Tasks
1) Please revise the passage on Mozart's travels from "Mozart lingered in" through "available for traveling.", replacing "horses" with "carriages".
2) Answer these questions from the passage on Mozart's travels.
(a) Until what date did Mozart stay in Leipzig?
(b) On what date did he arrive back in Berlin?
(c) How many string quartets did the King commission from him?

Text provided

The concert, organized on short notice, apparently was not well attended. Mozart writes back home, that "from the point of view of applause and glory this concert was absolutely magnificent but the profits were wretchedly meager" (letter, 16 May 1789).

Prince Lichnowsky, who had been traveling with Mozart up to this time, left Leipzig in mid-May, and Mozart's subsequent travels were on his own.

Mozart lingered in Leipzig until 17 May, partly due to his wish (reported in a letter to Constanze) to remain in the company of a group of friends also visiting the city (Johann Leopold Neumann, Frau Neumann, and Josepha Duschek). His departure was also delayed, he told Constanze, by a dearth of horses available for traveling.

===Return to Berlin and home===

Mozart then returned to Berlin, arriving on 19 May. In his letters to Constanze, on this second stay in Berlin he performed before the King and Queen at the royal palace (26 May), reporting his receipt of an award of 100 Friedrichs d'or (around 800 florins) and commissions from the King for six string quartets and a set of six easy piano sonatas for Princess Friederieke.

Available data
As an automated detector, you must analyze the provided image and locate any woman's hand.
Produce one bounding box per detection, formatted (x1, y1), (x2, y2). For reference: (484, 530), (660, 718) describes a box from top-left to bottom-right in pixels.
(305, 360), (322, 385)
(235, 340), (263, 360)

Answers by item
1)
Mozart lingered in Leipzig until 17 May, partly due to his wish (reported in a letter to Constanze) to remain in the company of a group of friends also visiting the city (Johann Leopold Neumann, Frau Neumann, and Josepha Duschek). His departure was also delayed, he told Constanze, by a dearth of carriages available for traveling.

2)
(a) 17 May
(b) 19 May
(c) Six